Are friends chosen or do friendships just happen as a result of circumstances? Maybe both. There are countless online articles on friendship outlining the elements of friendship, correct ways to choose friends, essential traits of good friends and the list goes on. But what about nurturing friendships?
I believe that for the most part friendships are formed as a result of the circumstances of your life – neighbors with whom you grew up, classmates with whom you spent the greater part of the day, colleagues with whom you spend the entire workday, the patient with whom you shared a hospital cubicle or even the passenger in the seat next to you on an eight-hour flight. Some of the friendships you build along life’s way may become lasting friendships that stand the test of time while others are only for the specific season in which they existed and fade away as circumstances change.

[Dataset extract]:
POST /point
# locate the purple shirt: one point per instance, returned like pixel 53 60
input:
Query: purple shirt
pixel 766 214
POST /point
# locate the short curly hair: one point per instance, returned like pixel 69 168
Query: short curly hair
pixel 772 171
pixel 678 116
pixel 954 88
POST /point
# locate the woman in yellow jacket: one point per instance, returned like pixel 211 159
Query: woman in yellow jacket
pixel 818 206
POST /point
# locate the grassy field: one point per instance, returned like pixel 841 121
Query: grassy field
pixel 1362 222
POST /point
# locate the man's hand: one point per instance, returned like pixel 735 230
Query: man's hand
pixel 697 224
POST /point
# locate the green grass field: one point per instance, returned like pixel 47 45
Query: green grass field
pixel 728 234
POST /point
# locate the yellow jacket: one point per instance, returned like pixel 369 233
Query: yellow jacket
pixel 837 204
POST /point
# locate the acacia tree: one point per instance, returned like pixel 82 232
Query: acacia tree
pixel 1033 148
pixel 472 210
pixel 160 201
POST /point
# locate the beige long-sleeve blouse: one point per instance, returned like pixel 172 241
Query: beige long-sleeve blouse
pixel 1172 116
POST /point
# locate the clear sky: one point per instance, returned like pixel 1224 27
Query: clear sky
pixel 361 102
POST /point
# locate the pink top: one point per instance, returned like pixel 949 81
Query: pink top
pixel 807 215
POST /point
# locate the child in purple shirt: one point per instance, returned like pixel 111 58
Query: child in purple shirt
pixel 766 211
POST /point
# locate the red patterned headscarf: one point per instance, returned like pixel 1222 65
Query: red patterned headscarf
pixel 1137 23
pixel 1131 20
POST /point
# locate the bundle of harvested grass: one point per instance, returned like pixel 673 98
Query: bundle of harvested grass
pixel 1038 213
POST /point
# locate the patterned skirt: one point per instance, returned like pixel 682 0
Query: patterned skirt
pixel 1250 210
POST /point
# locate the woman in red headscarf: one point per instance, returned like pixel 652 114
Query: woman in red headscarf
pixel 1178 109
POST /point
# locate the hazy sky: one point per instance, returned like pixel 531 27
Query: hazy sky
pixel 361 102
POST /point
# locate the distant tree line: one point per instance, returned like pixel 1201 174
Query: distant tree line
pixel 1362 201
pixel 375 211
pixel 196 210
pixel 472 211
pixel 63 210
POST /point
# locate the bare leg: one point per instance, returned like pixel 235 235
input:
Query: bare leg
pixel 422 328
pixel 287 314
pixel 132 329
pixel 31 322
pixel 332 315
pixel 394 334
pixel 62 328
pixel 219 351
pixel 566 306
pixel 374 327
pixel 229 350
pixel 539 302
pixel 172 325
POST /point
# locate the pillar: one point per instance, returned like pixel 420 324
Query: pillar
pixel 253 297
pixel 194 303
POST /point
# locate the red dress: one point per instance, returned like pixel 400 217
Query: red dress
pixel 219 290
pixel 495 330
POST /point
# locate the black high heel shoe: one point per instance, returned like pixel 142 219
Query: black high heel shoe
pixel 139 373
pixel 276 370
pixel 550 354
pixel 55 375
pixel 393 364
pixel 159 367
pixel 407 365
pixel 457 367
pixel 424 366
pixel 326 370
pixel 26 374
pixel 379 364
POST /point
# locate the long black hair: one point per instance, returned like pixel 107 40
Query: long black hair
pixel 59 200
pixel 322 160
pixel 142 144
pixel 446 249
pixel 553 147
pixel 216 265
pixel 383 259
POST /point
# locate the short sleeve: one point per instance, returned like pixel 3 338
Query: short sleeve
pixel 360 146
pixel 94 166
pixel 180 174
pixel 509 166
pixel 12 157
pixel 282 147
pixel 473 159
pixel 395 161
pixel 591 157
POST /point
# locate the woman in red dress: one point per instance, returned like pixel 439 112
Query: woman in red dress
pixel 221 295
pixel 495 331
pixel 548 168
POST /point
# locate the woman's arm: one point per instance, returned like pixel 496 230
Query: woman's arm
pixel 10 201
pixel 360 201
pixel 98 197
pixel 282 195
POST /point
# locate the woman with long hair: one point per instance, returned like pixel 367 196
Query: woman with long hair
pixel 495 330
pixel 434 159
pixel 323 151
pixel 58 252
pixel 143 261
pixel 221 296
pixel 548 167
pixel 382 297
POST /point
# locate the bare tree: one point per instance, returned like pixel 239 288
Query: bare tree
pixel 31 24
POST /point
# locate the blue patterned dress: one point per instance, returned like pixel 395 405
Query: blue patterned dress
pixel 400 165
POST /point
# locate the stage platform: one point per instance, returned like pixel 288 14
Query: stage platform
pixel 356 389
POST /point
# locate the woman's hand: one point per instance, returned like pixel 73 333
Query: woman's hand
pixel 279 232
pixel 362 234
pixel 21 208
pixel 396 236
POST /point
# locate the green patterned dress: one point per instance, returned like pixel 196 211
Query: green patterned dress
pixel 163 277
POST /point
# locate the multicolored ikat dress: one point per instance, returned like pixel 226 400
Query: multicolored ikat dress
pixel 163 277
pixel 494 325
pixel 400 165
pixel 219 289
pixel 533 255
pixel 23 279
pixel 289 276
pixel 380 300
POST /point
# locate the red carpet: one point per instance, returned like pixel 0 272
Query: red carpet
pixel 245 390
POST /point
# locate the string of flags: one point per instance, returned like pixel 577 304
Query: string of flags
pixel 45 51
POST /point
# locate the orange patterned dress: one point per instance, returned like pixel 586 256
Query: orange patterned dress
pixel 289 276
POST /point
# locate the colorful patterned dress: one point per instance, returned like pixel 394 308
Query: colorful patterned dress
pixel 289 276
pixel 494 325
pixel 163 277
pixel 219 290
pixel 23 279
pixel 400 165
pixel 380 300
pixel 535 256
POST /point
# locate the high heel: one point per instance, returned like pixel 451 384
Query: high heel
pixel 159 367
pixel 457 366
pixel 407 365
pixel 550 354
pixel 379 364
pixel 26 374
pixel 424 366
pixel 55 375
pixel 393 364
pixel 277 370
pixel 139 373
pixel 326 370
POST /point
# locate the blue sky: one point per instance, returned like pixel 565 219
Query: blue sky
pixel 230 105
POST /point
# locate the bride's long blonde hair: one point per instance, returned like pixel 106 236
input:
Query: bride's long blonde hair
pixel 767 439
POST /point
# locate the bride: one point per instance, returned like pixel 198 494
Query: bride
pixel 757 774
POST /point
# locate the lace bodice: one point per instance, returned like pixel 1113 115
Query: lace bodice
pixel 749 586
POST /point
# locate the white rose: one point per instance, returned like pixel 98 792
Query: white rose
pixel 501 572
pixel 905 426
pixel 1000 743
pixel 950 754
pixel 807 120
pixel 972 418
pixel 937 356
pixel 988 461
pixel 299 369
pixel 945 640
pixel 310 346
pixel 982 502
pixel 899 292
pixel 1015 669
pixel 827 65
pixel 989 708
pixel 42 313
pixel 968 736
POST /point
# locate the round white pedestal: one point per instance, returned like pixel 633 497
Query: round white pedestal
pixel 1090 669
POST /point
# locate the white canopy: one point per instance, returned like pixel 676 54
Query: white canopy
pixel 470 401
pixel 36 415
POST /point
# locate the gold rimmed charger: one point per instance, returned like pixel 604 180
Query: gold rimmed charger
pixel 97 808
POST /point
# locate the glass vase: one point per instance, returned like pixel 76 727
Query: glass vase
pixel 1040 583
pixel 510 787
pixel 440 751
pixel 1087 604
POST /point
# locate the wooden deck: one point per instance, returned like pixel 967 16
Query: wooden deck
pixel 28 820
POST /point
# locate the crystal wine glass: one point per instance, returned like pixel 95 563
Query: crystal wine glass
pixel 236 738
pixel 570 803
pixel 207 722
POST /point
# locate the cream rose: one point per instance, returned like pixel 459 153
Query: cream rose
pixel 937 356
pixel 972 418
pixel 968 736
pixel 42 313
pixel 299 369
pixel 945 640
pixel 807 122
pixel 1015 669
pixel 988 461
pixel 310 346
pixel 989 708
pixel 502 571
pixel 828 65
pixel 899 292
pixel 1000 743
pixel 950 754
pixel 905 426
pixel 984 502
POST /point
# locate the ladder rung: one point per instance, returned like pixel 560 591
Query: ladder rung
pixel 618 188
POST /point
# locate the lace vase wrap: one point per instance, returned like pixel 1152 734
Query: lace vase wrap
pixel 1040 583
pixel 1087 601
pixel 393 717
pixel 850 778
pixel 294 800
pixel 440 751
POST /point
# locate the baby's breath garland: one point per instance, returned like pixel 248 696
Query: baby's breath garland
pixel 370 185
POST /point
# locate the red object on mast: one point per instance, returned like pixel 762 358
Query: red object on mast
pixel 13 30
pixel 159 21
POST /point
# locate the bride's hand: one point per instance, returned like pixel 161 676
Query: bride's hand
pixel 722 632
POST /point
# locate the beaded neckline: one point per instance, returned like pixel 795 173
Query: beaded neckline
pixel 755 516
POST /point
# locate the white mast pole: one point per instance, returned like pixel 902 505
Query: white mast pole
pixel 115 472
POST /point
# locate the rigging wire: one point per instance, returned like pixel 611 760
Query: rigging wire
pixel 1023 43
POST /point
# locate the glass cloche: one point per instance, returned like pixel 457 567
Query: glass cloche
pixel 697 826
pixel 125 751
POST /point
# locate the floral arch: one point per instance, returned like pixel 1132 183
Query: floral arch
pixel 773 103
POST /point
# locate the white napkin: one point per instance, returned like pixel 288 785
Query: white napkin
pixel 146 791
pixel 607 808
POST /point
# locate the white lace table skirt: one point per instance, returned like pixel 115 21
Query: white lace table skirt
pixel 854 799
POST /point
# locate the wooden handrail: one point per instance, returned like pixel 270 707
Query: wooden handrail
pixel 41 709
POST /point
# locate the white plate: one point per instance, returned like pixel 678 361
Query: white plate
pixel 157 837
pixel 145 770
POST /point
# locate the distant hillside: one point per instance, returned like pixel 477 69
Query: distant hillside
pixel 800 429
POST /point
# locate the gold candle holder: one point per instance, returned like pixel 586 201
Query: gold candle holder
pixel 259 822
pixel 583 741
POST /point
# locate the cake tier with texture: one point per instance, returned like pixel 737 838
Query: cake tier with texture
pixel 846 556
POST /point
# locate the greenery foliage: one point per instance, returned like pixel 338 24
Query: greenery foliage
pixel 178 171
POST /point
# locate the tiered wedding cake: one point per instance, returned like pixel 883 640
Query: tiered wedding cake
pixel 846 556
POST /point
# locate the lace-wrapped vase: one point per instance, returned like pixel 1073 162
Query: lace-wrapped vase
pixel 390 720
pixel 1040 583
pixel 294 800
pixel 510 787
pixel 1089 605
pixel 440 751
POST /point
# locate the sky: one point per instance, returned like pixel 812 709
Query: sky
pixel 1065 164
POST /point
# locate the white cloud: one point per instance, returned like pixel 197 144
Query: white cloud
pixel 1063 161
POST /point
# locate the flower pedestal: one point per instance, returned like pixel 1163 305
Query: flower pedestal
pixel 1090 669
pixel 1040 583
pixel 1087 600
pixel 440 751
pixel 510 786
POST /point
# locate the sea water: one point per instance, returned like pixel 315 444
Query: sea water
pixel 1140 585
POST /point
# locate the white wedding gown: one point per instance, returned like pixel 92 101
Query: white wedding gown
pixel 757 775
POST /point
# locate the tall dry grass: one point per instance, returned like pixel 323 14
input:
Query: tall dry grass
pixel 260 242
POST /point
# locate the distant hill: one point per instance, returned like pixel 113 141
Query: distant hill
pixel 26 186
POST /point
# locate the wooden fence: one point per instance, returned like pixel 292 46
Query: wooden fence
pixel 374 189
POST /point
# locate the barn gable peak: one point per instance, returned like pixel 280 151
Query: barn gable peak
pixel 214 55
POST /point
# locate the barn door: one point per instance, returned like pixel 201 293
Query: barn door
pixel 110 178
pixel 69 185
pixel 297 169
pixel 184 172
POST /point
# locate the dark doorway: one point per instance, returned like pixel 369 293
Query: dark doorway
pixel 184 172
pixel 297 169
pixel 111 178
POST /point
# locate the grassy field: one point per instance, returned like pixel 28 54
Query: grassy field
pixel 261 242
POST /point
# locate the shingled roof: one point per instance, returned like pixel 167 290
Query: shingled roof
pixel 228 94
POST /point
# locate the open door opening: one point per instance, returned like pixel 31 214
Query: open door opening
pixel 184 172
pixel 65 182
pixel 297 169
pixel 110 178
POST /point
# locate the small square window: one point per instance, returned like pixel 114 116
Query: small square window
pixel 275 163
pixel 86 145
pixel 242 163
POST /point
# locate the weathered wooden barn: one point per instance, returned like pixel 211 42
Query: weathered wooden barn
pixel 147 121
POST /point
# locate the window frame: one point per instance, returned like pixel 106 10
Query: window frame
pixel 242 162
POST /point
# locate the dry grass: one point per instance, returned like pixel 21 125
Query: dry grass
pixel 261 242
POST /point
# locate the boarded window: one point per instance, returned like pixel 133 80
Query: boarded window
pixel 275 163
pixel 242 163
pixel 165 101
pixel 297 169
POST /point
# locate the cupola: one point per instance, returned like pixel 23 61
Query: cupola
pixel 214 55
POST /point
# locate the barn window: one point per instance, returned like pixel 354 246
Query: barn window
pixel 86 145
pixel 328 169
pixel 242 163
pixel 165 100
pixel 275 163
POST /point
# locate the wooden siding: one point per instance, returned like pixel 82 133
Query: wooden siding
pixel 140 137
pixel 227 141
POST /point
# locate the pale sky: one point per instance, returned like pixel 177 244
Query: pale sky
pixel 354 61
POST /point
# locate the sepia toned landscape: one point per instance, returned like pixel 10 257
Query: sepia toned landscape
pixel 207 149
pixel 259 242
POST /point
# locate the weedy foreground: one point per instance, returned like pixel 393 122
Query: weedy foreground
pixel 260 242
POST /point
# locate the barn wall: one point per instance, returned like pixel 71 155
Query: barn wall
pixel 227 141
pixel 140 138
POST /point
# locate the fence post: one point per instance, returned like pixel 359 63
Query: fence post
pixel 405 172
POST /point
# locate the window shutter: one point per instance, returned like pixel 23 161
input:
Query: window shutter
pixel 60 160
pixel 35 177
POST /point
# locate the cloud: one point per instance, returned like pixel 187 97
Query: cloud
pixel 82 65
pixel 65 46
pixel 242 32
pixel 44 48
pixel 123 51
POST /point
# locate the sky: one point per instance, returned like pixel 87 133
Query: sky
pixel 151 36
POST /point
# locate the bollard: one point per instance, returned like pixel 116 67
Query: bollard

[Exercise prompt]:
Can you output the entire passage about friendship again, word for word and unchanged?

[Result of the task]:
Are friends chosen or do friendships just happen as a result of circumstances? Maybe both. There are countless online articles on friendship outlining the elements of friendship, correct ways to choose friends, essential traits of good friends and the list goes on. But what about nurturing friendships?
I believe that for the most part friendships are formed as a result of the circumstances of your life – neighbors with whom you grew up, classmates with whom you spent the greater part of the day, colleagues with whom you spend the entire workday, the patient with whom you shared a hospital cubicle or even the passenger in the seat next to you on an eight-hour flight. Some of the friendships you build along life’s way may become lasting friendships that stand the test of time while others are only for the specific season in which they existed and fade away as circumstances change.